> **DETTAGLI DEL COMPITO**:
Prosegua il testo sulla solitudine a partire dall'ultima frase riportata.

> **ESTRATTO FORNITO**:
All the lonely people
Where do they all come from?
All the lonely people
Where do they all belong? (1)
Recita così il ritornello di Eleanor Rigby, celebre brano dei Beatles, uscito nel 1966. Il testo della canzone rende centrale il tema della solitudine, di cui mette in rilievo alcuni aspetti caratteristici, come il senso di esclusione, la lontananza dall’altrə, il desiderio perenne di contatto che induce la mente a elaborare vane illusioni.
Parlare di solitudine oggi vuol dire misurarsi con una questione molto sentita.
In una società sempre più individualista, reduce da una pandemia che ci ha costrettə a mesi di isolamento forzato, sentirsi solə e patire l’assenza di rapporti umani solidi è un fenomeno più comune di quello che si penserebbe. Paradossalmente, la condivisione di tale senso di solitudine può rappresentare il punto di partenza per risolvere questo malessere diffuso, ma non sempre si è dispostə ad aprirsi e confrontarsi su argomenti così delicati. Forse ciò avviene poiché la nostra cultura condanna la solitudine, vedendola come un fallimento sul piano personale e sociale: preferiamo, quindi, non esternare il disagio che proviamo, pur di non sentirci in difetto.
Spiegare in breve cosa sia la solitudine non è semplice: essa può riferirsi a uno stato concreto, dove l’individuo si trova oggettivamente solo, ma anche a uno interiore – uno stato d’animo, per l’appunto.

> **ESTRATTO DEI DATI**:
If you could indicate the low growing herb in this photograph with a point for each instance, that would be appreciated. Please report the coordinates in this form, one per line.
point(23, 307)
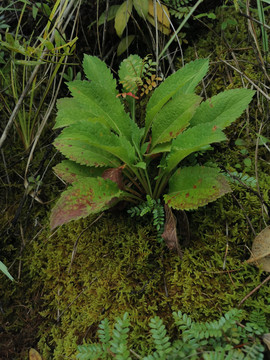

> **RISPOSTA SCRITTA**:
Per rimarcare le numerose sfumature di questo sentimento, la studiosa Fay Bound Alberti definisce la solitudine come un «emotion ‘cluster’», ovvero uno spettro di emozioni che oscilla dalla rabbia al risentimento, dal dolore alla gelosia, dalla vergogna fino anche all’autocommiserazione (2).
Data la sua essenza ambigua, la solitudine può manifestarsi in diversi modi. Alcune ricerche di psicoanalisi tengono a distinguere tra una «solitudine depressiva» e la sua forma opposta, la «solitudine evolutiva» (3). Nel primo caso, ci troviamo di fronte a un sentimento infelice, dove il soggetto mostra una visione negativa del mondo, dovuta alla scarsa stima di sé e alla sfiducia nelle proprie capacità. Nel secondo caso, invece, la solitudine viene vissuta come occasione per conoscersi meglio.
In questa seconda declinazione, è un sentimento positivo, mediante cui è possibile instaurare un rapporto più sincero con sé stessə, rifugiandosi dalle angustie e dalle pressioni della realtà esterna. Intesa in questi termini, la solitudine può essere un’opportunità significativa di crescita personale, che ci permette di ascoltare e riconoscere i nostri veri bisogni.
Al di là delle sue numerose sfaccettature, la solitudine è una condizione che investe sia il corpo sia la mente e può assumere un valore simbolico, soprattutto nel momento in cui esprime un nuovo orientamento nelle scelte di vita di una persona e, in quanto opzione volontaria relativa al proprio personale, quindi soggettivo, progetto, è bisognosa di rispetto anziché di giudizio.
È opportuno ricordare, però, come la solitudine non sia sempre una decisione o una via intrapresa per distaccarci da una realtà che sentiamo incompatibile con le nostre esigenze esistenziali.
La solitudine può essere anche uno stato che subiamo nostro malgrado, in contrasto con il nostro desiderio di socievolezza, e può portare a una profonda sofferenza.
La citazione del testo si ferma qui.